## Assignment
Which of the lines below include the word "multi"? Pull each one out.

## Data supplied
···

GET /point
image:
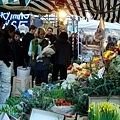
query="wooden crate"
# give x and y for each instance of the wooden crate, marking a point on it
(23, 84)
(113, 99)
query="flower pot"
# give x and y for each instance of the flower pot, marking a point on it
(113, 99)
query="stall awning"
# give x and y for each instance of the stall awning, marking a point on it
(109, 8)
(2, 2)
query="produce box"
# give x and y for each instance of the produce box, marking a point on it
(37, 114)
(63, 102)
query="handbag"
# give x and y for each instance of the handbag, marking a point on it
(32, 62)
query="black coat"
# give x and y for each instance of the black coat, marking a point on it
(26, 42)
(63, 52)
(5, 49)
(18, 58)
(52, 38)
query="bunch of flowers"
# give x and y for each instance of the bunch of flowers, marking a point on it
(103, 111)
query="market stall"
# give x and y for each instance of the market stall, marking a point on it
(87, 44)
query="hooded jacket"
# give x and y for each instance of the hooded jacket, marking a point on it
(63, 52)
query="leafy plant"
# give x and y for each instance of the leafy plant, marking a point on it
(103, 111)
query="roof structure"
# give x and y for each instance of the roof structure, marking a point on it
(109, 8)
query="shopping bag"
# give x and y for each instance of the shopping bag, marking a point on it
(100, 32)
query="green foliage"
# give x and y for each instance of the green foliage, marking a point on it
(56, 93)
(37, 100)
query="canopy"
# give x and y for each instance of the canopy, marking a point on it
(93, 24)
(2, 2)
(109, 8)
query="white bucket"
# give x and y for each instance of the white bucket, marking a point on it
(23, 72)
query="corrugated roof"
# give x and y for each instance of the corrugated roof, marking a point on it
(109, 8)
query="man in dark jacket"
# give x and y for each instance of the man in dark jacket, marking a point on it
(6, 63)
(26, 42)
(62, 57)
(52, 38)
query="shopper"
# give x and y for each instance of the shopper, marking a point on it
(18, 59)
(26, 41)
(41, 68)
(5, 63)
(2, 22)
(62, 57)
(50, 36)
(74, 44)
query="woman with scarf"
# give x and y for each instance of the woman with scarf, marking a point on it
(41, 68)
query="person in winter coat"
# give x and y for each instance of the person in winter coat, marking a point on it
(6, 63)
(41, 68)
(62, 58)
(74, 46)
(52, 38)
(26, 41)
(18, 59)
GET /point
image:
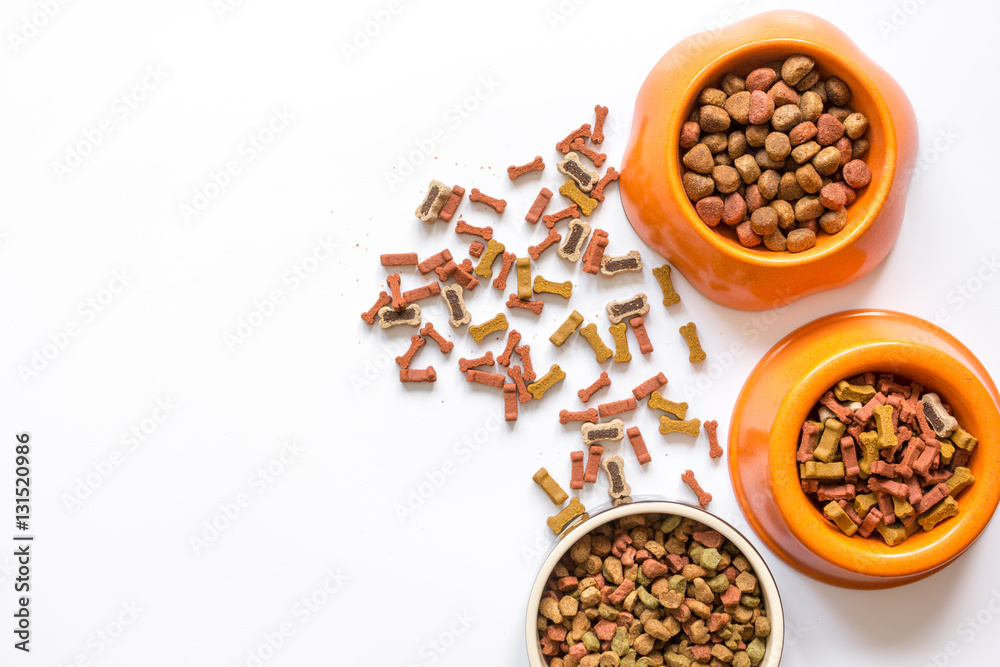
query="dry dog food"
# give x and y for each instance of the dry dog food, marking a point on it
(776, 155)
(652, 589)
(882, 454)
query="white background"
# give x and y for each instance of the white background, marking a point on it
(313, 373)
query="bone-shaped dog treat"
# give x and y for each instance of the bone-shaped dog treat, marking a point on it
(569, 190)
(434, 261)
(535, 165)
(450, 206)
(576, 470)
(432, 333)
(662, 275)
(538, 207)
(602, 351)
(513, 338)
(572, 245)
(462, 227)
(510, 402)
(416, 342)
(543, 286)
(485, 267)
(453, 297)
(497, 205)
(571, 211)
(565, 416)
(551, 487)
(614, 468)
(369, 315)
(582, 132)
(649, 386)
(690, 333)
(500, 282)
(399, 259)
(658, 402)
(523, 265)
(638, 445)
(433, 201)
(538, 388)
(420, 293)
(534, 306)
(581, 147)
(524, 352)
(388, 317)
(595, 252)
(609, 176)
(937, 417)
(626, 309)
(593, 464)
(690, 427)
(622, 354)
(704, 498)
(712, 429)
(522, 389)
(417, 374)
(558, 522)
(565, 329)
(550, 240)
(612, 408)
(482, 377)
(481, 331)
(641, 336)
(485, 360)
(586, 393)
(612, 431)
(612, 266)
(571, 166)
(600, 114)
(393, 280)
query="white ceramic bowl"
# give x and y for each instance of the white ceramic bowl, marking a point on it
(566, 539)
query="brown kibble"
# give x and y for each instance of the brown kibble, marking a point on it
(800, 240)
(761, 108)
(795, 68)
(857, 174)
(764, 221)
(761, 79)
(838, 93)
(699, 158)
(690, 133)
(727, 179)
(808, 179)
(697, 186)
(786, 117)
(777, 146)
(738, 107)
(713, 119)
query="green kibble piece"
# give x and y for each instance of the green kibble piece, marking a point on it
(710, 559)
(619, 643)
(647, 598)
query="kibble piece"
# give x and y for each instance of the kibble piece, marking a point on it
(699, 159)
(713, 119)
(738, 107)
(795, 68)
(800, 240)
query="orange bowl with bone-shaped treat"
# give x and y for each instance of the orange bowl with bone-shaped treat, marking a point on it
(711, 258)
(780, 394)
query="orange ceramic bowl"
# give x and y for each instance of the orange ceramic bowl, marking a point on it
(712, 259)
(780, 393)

···

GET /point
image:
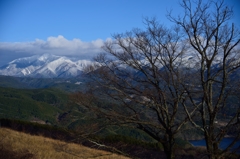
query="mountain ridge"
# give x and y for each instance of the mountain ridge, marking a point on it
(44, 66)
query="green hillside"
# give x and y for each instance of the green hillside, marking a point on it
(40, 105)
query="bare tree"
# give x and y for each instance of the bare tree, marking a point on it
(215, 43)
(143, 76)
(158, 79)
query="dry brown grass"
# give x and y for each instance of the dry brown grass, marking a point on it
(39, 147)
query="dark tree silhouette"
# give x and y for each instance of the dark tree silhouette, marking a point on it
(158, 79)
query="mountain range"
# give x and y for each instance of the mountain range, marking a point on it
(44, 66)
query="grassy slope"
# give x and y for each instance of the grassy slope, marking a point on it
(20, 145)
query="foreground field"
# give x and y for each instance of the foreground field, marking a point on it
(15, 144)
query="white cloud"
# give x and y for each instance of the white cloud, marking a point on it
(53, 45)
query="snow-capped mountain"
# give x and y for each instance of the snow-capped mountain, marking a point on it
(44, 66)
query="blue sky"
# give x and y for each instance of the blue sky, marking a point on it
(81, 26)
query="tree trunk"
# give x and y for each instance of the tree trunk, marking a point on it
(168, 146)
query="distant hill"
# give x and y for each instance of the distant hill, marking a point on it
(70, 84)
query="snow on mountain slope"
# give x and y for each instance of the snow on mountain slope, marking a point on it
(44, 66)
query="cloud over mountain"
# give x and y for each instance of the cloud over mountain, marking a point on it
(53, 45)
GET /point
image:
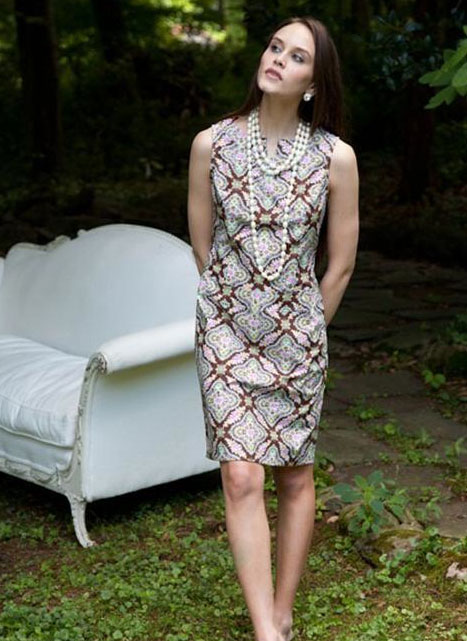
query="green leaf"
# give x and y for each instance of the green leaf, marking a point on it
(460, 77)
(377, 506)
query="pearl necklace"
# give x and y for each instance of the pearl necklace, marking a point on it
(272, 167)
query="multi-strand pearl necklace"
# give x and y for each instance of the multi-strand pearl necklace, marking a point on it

···

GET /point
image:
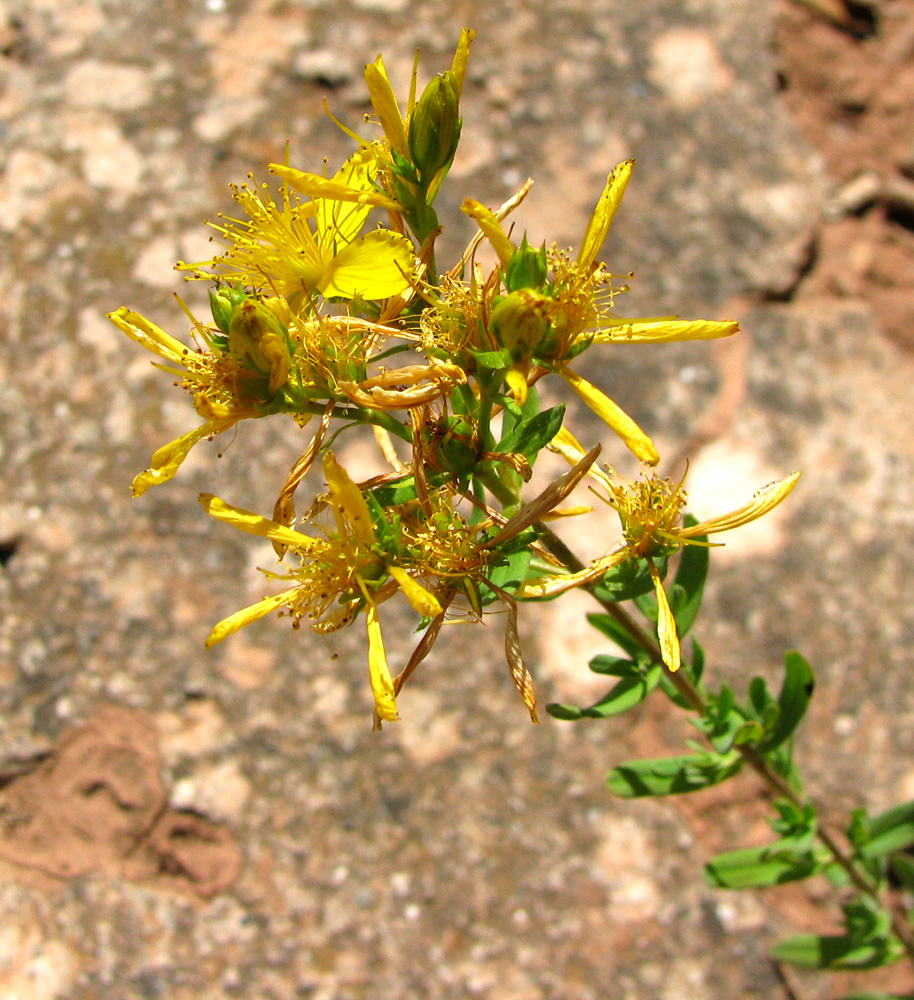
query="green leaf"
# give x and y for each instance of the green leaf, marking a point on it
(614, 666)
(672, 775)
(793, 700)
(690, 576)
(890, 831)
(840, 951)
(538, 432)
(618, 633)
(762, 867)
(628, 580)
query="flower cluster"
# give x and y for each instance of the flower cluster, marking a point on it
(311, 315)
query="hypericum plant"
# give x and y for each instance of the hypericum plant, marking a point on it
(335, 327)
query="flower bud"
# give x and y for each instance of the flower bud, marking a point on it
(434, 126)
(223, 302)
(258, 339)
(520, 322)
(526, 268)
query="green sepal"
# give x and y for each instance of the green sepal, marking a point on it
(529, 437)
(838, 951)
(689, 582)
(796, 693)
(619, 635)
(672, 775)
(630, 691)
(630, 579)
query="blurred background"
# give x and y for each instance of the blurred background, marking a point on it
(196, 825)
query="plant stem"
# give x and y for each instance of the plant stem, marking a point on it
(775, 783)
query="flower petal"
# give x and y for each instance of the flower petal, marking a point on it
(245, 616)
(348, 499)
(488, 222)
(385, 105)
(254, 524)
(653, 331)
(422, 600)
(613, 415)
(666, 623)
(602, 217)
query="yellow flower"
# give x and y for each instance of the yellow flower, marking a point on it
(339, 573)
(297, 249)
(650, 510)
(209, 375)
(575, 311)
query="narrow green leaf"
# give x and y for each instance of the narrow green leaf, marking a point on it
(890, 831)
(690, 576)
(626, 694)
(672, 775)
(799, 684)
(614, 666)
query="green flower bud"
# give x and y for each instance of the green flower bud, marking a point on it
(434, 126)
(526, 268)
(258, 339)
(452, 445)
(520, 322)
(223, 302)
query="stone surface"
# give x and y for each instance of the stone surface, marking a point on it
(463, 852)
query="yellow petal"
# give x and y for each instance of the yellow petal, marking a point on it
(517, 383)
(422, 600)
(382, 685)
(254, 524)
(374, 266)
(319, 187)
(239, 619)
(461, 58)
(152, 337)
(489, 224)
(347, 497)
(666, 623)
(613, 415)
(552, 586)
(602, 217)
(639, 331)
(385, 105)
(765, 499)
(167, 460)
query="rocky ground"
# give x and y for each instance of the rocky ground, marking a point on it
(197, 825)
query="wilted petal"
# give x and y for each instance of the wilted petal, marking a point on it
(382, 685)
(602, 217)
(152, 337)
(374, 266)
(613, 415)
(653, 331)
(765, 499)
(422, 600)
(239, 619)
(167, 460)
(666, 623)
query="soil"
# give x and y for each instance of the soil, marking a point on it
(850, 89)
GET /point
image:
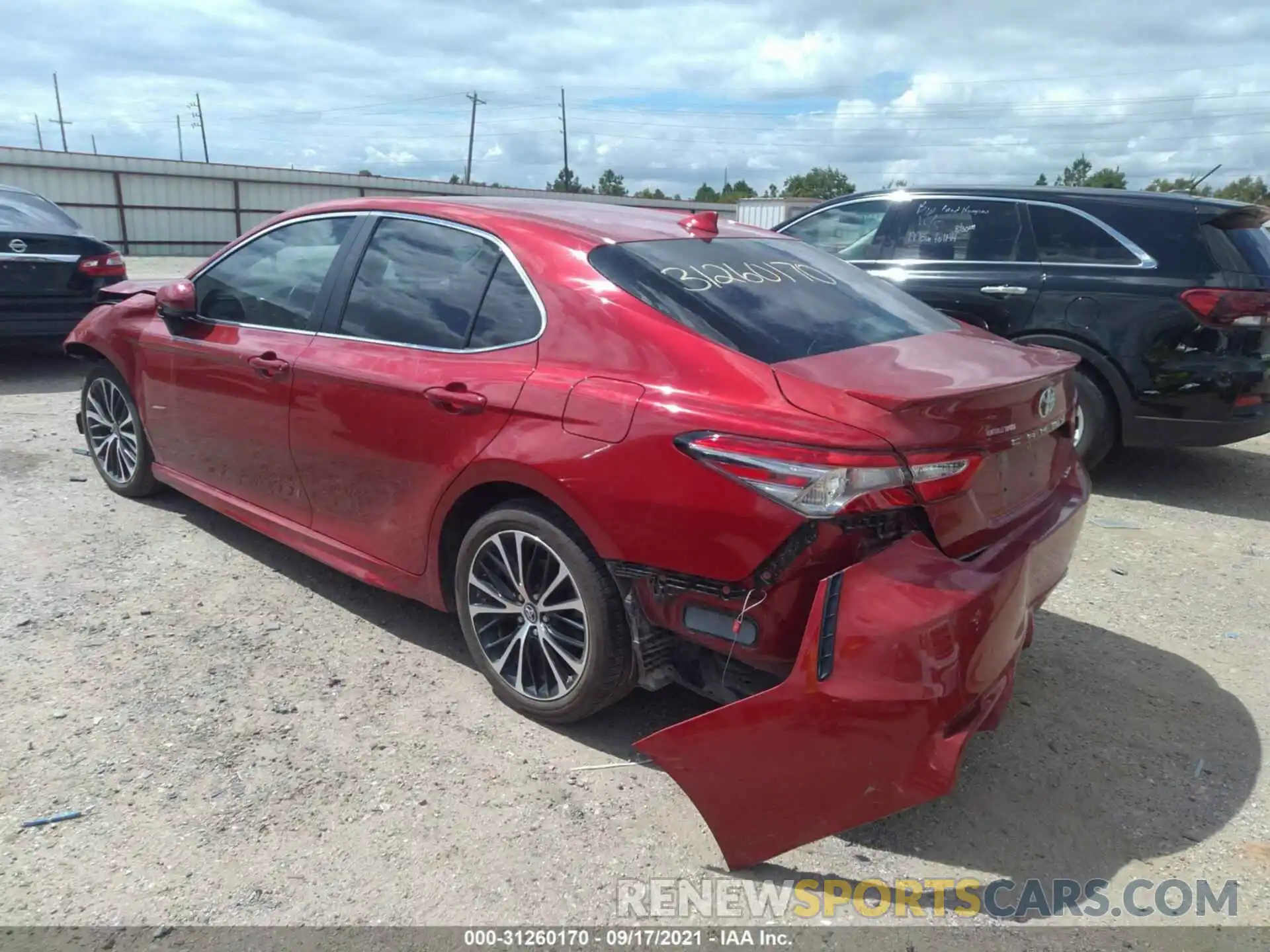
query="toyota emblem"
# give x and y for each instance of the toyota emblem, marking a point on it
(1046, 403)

···

## Answer section
query="multi-strand pearl necklace"
# give x and y for each instance of the multi-strand pearl necklace, marking a point on it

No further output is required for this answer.